WHAT IS NEEDED :: Transcribe the entries below word for word, starting from the beginning and continuing up to and including the line that contains "pixel 499 343".

• • • • •

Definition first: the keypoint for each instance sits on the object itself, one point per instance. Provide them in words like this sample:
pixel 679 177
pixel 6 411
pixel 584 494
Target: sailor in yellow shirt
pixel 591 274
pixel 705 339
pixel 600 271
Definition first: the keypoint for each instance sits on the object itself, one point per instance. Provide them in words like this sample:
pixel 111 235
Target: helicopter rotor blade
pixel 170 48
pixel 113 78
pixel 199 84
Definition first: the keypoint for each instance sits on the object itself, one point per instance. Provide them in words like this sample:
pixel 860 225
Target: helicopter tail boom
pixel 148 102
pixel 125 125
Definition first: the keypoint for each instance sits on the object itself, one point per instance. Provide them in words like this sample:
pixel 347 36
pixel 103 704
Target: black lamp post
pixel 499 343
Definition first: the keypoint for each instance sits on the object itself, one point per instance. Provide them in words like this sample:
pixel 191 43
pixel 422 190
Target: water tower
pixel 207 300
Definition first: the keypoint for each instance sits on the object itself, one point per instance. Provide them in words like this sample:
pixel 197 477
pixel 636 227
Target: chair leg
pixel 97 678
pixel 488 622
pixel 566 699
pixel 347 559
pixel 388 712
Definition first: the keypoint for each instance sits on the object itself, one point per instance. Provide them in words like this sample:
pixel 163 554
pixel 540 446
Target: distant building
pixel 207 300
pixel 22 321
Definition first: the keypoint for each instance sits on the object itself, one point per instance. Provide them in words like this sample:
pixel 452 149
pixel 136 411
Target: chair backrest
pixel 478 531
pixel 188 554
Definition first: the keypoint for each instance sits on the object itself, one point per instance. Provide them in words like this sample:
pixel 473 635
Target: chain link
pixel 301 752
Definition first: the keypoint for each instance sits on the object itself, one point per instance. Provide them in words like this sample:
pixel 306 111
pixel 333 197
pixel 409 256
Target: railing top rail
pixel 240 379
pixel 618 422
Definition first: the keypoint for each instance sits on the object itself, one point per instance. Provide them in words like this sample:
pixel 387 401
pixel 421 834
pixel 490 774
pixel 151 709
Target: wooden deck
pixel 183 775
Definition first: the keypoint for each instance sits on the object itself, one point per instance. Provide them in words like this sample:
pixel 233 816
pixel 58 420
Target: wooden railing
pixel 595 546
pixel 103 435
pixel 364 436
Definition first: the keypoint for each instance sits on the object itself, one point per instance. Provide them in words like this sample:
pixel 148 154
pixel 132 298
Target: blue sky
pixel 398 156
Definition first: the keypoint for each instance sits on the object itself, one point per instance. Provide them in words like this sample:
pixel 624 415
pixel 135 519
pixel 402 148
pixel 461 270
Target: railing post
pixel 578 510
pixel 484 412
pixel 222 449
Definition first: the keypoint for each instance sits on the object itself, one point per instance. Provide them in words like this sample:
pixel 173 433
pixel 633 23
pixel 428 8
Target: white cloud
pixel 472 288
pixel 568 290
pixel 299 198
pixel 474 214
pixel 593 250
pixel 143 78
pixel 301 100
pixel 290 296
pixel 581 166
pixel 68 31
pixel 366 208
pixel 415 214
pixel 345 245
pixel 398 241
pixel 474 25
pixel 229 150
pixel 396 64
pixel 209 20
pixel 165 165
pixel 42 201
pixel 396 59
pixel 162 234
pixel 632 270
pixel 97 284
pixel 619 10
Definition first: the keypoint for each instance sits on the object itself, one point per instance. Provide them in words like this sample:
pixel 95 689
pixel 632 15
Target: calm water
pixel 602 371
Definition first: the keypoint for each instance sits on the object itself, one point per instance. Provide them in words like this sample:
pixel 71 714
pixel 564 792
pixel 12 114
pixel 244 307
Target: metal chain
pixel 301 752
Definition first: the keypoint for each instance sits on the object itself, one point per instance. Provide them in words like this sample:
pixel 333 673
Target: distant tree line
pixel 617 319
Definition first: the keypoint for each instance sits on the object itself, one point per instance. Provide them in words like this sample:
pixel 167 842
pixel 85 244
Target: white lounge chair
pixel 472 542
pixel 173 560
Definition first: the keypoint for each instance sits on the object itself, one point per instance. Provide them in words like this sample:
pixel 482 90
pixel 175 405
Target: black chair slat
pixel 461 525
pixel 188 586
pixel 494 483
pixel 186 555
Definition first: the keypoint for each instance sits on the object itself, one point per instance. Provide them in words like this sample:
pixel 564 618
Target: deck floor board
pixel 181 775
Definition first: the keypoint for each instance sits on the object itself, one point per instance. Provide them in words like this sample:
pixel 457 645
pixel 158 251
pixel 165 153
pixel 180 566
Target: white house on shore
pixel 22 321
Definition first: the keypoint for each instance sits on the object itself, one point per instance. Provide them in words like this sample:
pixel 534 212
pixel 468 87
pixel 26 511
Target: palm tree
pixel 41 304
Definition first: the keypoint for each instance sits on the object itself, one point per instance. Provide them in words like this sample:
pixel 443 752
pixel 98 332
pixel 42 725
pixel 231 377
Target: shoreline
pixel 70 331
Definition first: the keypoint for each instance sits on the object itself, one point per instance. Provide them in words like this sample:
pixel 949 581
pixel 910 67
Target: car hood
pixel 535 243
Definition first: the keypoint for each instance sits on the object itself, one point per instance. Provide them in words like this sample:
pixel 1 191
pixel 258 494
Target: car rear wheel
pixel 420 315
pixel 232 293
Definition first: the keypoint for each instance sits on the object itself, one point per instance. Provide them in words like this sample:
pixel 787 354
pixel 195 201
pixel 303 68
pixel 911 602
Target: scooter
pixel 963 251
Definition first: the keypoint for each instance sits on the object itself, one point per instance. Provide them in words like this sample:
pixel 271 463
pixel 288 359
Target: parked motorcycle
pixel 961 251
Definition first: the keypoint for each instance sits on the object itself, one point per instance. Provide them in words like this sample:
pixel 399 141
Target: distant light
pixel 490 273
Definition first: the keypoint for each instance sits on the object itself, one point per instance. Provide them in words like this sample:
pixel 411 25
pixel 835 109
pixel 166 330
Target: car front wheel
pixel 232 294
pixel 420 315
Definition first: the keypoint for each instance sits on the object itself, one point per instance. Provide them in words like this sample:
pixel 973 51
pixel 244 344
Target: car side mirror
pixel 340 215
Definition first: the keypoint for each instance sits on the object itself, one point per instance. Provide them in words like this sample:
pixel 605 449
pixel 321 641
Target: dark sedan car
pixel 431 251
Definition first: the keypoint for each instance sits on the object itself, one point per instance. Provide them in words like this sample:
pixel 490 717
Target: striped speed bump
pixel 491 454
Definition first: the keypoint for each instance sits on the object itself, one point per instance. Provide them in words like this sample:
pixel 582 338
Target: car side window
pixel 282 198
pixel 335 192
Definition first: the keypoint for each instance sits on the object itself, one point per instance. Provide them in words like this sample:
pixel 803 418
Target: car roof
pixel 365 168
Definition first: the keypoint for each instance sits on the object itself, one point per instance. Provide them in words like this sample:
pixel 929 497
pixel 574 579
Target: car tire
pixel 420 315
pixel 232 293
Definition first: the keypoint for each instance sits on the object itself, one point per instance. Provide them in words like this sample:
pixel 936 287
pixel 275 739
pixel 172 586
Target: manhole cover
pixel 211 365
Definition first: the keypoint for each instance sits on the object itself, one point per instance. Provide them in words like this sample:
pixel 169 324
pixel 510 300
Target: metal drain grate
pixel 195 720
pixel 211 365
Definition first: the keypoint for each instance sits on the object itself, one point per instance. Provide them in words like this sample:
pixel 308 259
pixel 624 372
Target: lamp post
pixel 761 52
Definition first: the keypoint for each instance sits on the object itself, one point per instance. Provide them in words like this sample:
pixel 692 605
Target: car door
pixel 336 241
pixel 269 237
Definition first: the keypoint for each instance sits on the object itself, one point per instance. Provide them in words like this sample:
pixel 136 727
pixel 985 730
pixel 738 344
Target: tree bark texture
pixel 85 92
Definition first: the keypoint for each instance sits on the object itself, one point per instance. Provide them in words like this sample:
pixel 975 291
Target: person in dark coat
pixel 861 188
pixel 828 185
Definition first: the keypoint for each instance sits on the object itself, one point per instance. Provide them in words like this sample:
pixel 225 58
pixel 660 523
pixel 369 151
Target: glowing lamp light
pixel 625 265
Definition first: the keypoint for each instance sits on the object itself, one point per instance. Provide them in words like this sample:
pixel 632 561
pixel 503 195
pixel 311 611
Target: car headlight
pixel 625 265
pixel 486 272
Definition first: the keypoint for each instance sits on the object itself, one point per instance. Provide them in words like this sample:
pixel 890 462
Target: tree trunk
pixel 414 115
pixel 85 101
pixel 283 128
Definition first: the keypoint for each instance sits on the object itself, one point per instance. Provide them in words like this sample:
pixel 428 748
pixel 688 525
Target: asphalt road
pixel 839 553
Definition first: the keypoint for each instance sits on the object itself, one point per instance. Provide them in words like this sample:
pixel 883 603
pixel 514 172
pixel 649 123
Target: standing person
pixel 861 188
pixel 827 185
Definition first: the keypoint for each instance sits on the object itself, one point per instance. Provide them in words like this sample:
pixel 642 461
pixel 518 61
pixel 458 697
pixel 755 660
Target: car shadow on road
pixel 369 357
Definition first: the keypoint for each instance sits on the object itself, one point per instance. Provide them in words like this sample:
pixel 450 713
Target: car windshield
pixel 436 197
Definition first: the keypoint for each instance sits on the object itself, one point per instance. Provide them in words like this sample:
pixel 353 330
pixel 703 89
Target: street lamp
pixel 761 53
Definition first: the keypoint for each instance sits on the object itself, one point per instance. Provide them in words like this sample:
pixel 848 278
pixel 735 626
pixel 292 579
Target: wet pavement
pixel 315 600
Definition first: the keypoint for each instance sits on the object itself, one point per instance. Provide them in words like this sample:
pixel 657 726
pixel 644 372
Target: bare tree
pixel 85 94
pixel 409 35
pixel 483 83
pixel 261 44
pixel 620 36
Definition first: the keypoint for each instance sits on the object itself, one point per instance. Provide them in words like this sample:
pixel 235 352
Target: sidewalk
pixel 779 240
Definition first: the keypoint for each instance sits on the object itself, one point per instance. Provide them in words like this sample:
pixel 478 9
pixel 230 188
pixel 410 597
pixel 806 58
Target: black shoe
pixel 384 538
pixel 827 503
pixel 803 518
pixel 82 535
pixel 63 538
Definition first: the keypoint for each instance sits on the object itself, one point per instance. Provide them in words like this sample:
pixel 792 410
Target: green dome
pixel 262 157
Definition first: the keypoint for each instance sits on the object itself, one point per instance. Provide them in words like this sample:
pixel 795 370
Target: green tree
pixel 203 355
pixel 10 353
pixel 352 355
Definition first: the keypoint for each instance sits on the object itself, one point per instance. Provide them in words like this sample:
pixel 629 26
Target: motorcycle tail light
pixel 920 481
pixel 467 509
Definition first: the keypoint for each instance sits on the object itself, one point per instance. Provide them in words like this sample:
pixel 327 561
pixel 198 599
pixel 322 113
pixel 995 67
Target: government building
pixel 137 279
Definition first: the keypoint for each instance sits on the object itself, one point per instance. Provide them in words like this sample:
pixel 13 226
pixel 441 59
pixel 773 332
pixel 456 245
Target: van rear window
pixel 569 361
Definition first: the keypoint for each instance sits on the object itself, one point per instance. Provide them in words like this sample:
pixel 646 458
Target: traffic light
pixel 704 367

• • • • •

SOLUTION ::
Definition first: the keypoint for each instance sits on the object itself, one point per instance. Provide them in words like this sample:
pixel 679 177
pixel 6 411
pixel 584 494
Target: sailor in yellow shirt
pixel 591 274
pixel 705 339
pixel 600 271
Definition first: the keypoint for each instance sits on the object itself, one point per instance. Provide them in words like this sample:
pixel 111 235
Target: helicopter rotor blade
pixel 170 48
pixel 113 78
pixel 199 84
Definition first: the keypoint for each instance sits on the object itself, one point per instance. Provide them in words like this sample:
pixel 860 225
Target: helicopter tail boom
pixel 148 102
pixel 125 125
Definition first: the keypoint for each instance sits on the object itself, one point per instance. Provide them in words like this sample:
pixel 347 36
pixel 103 704
Target: black lamp post
pixel 499 343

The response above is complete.